22

I have the following string:

 word = u'Buffalo,\xa0IL\xa060625'

I don't want the "\xa0" in there. How can I get rid of it? The string I want is:

word = 'Buffalo, IL 06025
2
  • Why do you need to remove those? Are there other codepoints you would also want removed from a string? Why can't you just encode the string to the proper encoding and use the resulting string?
    – jamessan
    Commented Sep 26, 2014 at 22:05
  • now that I am looking at the old question again after working as a programmer for the past 3+ years..I realize this is a rather a dumb question. I am surprised that this question got so many votes though :) Commented Aug 23, 2017 at 12:38

5 Answers 5

32

The most robust way would be to use the unidecode module to convert all non-ASCII characters to their closest ASCII equivalent automatically.

The character \xa0 (not \xa as you stated) is a NO-BREAK SPACE, and the closest ASCII equivalent would of course be a regular space.

import unidecode
word = unidecode.unidecode(word)
4
  • OK, how exactly would one do use the unidecode module to do such a conversion?
    – martineau
    Commented Sep 26, 2014 at 22:56
  • @martineau I don't have unidecode installed on my PC so I was hesitant to give a concrete example, it seems simple enough based on the docs. But since you insisted... Commented Sep 26, 2014 at 23:00
  • +1, because I've found the unidecode module invaluable in getting around the fact that only some of my tools support unicode, even though it's rocket vs. mosquito here.
◇ ◇ ◇ ◇ ◇ ◇ ◇
*THE REQUEST*
Reproduce the passage of the excerpted text between "The most robust" and "word = unidecode.unidecode(word)", inclusive. You won't need the material that follows the excerpted text.

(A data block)
◇ ◇ ◇ ◇ ◇ ◇ ◇
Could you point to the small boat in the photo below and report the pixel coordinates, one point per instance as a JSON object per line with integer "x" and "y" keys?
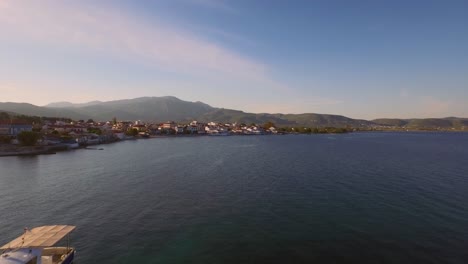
{"x": 37, "y": 246}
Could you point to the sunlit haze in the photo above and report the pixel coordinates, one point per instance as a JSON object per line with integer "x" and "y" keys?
{"x": 362, "y": 59}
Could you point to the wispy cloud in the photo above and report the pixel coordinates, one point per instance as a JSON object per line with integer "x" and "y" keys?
{"x": 431, "y": 106}
{"x": 111, "y": 31}
{"x": 214, "y": 4}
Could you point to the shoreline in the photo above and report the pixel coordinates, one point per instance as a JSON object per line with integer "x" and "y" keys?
{"x": 9, "y": 150}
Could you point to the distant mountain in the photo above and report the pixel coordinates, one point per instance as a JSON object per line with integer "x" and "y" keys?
{"x": 161, "y": 109}
{"x": 34, "y": 110}
{"x": 68, "y": 104}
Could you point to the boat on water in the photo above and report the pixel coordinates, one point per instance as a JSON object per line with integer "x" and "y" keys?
{"x": 38, "y": 246}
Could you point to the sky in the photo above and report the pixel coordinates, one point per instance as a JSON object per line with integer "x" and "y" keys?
{"x": 362, "y": 59}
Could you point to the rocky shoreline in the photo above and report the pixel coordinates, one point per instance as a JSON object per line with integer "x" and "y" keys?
{"x": 13, "y": 150}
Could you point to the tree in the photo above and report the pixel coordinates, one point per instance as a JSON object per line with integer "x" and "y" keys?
{"x": 28, "y": 138}
{"x": 95, "y": 130}
{"x": 268, "y": 125}
{"x": 132, "y": 132}
{"x": 4, "y": 116}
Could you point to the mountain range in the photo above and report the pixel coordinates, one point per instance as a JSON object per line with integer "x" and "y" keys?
{"x": 161, "y": 109}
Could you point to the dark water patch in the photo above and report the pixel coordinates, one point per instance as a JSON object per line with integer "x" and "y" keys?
{"x": 355, "y": 198}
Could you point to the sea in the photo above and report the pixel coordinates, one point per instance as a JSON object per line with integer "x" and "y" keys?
{"x": 349, "y": 198}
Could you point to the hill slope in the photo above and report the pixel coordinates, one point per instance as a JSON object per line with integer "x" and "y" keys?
{"x": 161, "y": 109}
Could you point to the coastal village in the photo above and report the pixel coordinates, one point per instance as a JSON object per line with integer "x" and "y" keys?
{"x": 63, "y": 135}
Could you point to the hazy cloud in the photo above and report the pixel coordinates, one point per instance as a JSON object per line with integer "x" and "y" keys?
{"x": 111, "y": 31}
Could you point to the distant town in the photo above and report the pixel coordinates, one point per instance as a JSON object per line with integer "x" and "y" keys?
{"x": 33, "y": 135}
{"x": 30, "y": 135}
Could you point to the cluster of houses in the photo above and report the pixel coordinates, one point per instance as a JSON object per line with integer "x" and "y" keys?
{"x": 79, "y": 133}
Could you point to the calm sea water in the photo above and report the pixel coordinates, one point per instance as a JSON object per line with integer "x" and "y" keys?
{"x": 355, "y": 198}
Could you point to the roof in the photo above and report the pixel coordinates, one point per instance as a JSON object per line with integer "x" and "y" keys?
{"x": 43, "y": 236}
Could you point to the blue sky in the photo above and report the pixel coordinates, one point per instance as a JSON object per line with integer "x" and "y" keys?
{"x": 362, "y": 59}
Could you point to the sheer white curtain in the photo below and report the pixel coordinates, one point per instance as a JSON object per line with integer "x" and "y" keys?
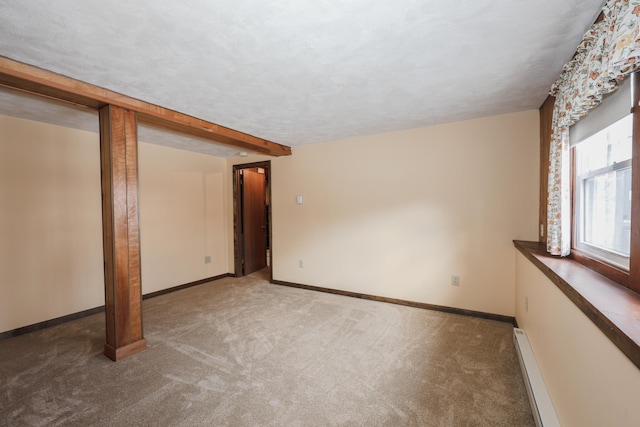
{"x": 609, "y": 51}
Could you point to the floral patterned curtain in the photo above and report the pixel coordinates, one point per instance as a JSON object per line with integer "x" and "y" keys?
{"x": 609, "y": 51}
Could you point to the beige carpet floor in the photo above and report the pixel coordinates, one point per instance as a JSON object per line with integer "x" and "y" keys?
{"x": 243, "y": 352}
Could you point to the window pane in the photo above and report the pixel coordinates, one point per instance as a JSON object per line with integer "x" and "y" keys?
{"x": 605, "y": 148}
{"x": 603, "y": 193}
{"x": 607, "y": 211}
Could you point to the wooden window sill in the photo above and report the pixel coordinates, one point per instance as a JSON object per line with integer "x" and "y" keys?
{"x": 614, "y": 309}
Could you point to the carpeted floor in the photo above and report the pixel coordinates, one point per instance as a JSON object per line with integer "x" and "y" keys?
{"x": 243, "y": 352}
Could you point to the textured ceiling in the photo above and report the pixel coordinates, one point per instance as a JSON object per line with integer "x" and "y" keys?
{"x": 298, "y": 71}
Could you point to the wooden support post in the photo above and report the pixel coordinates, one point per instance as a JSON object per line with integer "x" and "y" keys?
{"x": 121, "y": 241}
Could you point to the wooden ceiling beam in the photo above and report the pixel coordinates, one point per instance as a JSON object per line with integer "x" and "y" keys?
{"x": 38, "y": 81}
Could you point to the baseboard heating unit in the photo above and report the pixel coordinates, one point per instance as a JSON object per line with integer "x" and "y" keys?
{"x": 541, "y": 405}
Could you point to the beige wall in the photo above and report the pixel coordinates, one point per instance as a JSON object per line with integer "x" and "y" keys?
{"x": 50, "y": 222}
{"x": 397, "y": 214}
{"x": 590, "y": 381}
{"x": 182, "y": 217}
{"x": 51, "y": 229}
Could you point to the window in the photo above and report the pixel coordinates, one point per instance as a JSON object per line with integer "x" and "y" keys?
{"x": 602, "y": 155}
{"x": 602, "y": 186}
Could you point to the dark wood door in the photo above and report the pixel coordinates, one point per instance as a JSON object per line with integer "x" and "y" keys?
{"x": 254, "y": 221}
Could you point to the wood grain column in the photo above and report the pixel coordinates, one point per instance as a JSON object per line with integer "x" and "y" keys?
{"x": 120, "y": 227}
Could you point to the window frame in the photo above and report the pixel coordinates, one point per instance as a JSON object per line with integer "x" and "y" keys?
{"x": 592, "y": 251}
{"x": 630, "y": 278}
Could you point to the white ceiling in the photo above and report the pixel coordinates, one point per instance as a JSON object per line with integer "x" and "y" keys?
{"x": 297, "y": 71}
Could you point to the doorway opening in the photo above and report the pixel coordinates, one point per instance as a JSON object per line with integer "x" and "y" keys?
{"x": 252, "y": 218}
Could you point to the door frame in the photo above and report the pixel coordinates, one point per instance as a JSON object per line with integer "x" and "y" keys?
{"x": 237, "y": 215}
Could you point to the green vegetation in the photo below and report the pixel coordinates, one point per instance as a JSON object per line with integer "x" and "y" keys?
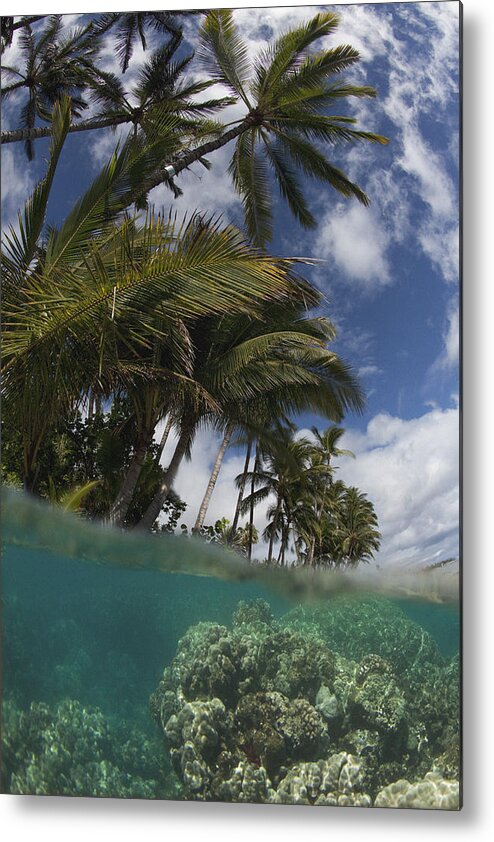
{"x": 116, "y": 320}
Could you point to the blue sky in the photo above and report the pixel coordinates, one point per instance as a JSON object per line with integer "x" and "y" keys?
{"x": 390, "y": 272}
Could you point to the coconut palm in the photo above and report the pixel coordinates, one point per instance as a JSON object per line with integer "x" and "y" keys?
{"x": 241, "y": 364}
{"x": 54, "y": 64}
{"x": 8, "y": 26}
{"x": 158, "y": 93}
{"x": 77, "y": 306}
{"x": 324, "y": 452}
{"x": 283, "y": 326}
{"x": 130, "y": 27}
{"x": 290, "y": 93}
{"x": 357, "y": 534}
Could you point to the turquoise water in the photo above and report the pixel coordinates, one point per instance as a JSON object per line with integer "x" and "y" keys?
{"x": 249, "y": 703}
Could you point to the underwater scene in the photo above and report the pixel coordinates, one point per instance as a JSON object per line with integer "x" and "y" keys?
{"x": 134, "y": 674}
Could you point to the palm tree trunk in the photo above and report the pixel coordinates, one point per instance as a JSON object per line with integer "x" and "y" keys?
{"x": 241, "y": 489}
{"x": 159, "y": 498}
{"x": 121, "y": 505}
{"x": 26, "y": 21}
{"x": 164, "y": 439}
{"x": 275, "y": 523}
{"x": 252, "y": 489}
{"x": 17, "y": 135}
{"x": 214, "y": 476}
{"x": 173, "y": 168}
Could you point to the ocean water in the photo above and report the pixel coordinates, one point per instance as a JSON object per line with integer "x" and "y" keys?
{"x": 141, "y": 667}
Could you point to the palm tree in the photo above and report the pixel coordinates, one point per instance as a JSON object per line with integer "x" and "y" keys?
{"x": 8, "y": 26}
{"x": 158, "y": 92}
{"x": 289, "y": 94}
{"x": 130, "y": 27}
{"x": 240, "y": 363}
{"x": 357, "y": 533}
{"x": 323, "y": 454}
{"x": 55, "y": 64}
{"x": 75, "y": 311}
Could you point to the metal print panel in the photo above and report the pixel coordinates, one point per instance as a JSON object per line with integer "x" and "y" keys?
{"x": 231, "y": 396}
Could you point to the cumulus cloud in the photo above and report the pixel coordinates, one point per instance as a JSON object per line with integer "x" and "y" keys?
{"x": 414, "y": 197}
{"x": 449, "y": 358}
{"x": 353, "y": 239}
{"x": 17, "y": 182}
{"x": 409, "y": 469}
{"x": 193, "y": 477}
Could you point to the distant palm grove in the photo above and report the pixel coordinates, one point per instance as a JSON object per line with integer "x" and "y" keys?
{"x": 125, "y": 319}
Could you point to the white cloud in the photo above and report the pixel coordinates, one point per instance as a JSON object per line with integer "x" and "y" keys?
{"x": 368, "y": 370}
{"x": 16, "y": 185}
{"x": 409, "y": 470}
{"x": 449, "y": 357}
{"x": 193, "y": 477}
{"x": 353, "y": 238}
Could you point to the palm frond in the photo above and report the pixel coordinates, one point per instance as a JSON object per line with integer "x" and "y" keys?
{"x": 21, "y": 248}
{"x": 250, "y": 175}
{"x": 223, "y": 54}
{"x": 288, "y": 53}
{"x": 314, "y": 163}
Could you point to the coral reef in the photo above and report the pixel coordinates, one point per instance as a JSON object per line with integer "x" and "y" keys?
{"x": 431, "y": 793}
{"x": 73, "y": 750}
{"x": 268, "y": 711}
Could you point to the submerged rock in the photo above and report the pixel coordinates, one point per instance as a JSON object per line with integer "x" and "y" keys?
{"x": 266, "y": 711}
{"x": 431, "y": 793}
{"x": 74, "y": 750}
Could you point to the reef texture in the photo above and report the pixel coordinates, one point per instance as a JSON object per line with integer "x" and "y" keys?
{"x": 73, "y": 750}
{"x": 347, "y": 704}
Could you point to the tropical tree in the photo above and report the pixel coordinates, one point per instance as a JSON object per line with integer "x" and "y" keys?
{"x": 129, "y": 27}
{"x": 324, "y": 452}
{"x": 158, "y": 93}
{"x": 282, "y": 470}
{"x": 241, "y": 363}
{"x": 76, "y": 304}
{"x": 357, "y": 536}
{"x": 289, "y": 94}
{"x": 54, "y": 64}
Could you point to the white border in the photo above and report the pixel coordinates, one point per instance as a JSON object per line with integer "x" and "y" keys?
{"x": 57, "y": 819}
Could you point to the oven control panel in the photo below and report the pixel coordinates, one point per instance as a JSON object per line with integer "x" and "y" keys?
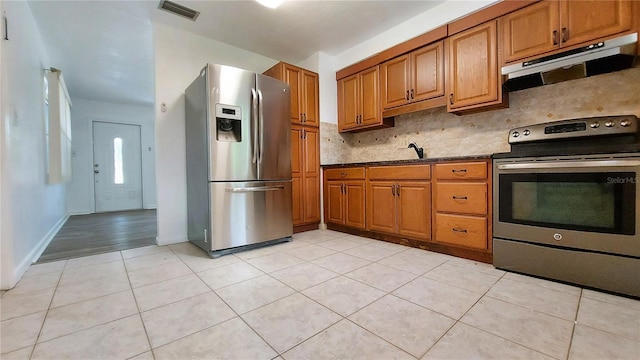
{"x": 564, "y": 129}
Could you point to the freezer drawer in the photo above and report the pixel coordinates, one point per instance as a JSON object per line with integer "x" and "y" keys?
{"x": 244, "y": 213}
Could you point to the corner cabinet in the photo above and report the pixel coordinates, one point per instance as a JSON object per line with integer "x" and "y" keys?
{"x": 304, "y": 92}
{"x": 359, "y": 102}
{"x": 473, "y": 81}
{"x": 305, "y": 144}
{"x": 305, "y": 166}
{"x": 344, "y": 196}
{"x": 399, "y": 200}
{"x": 551, "y": 25}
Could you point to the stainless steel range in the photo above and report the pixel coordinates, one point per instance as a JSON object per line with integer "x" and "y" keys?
{"x": 567, "y": 202}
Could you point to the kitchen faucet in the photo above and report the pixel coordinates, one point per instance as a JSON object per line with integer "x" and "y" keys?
{"x": 418, "y": 150}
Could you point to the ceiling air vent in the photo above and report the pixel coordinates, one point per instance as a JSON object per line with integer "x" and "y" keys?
{"x": 178, "y": 9}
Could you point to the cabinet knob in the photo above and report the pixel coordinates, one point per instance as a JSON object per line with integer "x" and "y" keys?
{"x": 565, "y": 34}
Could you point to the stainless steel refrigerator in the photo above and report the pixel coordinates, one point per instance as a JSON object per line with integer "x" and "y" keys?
{"x": 238, "y": 142}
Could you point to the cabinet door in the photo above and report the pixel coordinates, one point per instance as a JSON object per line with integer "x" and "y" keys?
{"x": 427, "y": 72}
{"x": 296, "y": 195}
{"x": 381, "y": 208}
{"x": 473, "y": 67}
{"x": 296, "y": 150}
{"x": 348, "y": 102}
{"x": 292, "y": 77}
{"x": 334, "y": 213}
{"x": 311, "y": 195}
{"x": 582, "y": 21}
{"x": 531, "y": 31}
{"x": 311, "y": 145}
{"x": 310, "y": 99}
{"x": 395, "y": 82}
{"x": 414, "y": 209}
{"x": 354, "y": 204}
{"x": 311, "y": 166}
{"x": 369, "y": 97}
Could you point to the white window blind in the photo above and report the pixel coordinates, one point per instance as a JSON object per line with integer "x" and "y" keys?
{"x": 59, "y": 167}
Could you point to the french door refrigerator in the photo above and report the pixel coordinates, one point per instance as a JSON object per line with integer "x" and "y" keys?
{"x": 238, "y": 142}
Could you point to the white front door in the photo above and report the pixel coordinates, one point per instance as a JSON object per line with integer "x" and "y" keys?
{"x": 117, "y": 166}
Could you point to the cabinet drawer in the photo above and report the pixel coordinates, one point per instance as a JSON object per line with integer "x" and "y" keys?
{"x": 404, "y": 172}
{"x": 460, "y": 230}
{"x": 461, "y": 171}
{"x": 344, "y": 173}
{"x": 467, "y": 198}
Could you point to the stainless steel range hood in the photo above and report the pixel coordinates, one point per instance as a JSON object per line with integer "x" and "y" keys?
{"x": 597, "y": 58}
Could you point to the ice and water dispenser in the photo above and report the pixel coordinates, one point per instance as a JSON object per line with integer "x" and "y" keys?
{"x": 228, "y": 123}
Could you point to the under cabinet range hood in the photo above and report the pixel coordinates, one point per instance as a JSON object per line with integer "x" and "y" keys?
{"x": 597, "y": 58}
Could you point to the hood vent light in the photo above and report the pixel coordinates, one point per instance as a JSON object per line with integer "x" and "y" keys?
{"x": 178, "y": 9}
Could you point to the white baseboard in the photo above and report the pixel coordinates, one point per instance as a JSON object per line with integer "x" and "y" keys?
{"x": 162, "y": 242}
{"x": 80, "y": 212}
{"x": 33, "y": 256}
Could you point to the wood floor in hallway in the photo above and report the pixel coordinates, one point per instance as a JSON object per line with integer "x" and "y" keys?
{"x": 84, "y": 235}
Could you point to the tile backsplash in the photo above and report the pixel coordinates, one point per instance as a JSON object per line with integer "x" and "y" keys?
{"x": 442, "y": 134}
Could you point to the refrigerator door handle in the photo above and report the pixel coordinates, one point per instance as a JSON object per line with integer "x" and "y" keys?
{"x": 261, "y": 127}
{"x": 255, "y": 189}
{"x": 254, "y": 126}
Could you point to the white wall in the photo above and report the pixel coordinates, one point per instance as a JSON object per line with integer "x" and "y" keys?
{"x": 323, "y": 64}
{"x": 32, "y": 210}
{"x": 80, "y": 194}
{"x": 179, "y": 57}
{"x": 418, "y": 25}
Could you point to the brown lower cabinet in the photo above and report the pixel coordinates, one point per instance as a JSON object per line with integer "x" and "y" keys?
{"x": 462, "y": 210}
{"x": 399, "y": 200}
{"x": 344, "y": 197}
{"x": 447, "y": 211}
{"x": 305, "y": 187}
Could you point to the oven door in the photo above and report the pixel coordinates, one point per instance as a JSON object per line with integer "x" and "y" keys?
{"x": 581, "y": 203}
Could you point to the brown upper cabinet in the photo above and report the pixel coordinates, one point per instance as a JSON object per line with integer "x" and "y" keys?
{"x": 304, "y": 92}
{"x": 413, "y": 77}
{"x": 551, "y": 24}
{"x": 359, "y": 101}
{"x": 473, "y": 80}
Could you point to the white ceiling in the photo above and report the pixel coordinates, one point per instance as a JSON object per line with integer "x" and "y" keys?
{"x": 105, "y": 48}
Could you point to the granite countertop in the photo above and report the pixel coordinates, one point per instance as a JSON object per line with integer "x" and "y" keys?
{"x": 410, "y": 162}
◇ ◇ ◇ ◇ ◇ ◇ ◇
*TASK OUTPUT*
The most robust way would be to use the unidecode module to convert all non-ASCII characters to their closest ASCII equivalent automatically.

The character \xa0 (not \xa as you stated) is a NO-BREAK SPACE, and the closest ASCII equivalent would of course be a regular space.

import unidecode
word = unidecode.unidecode(word)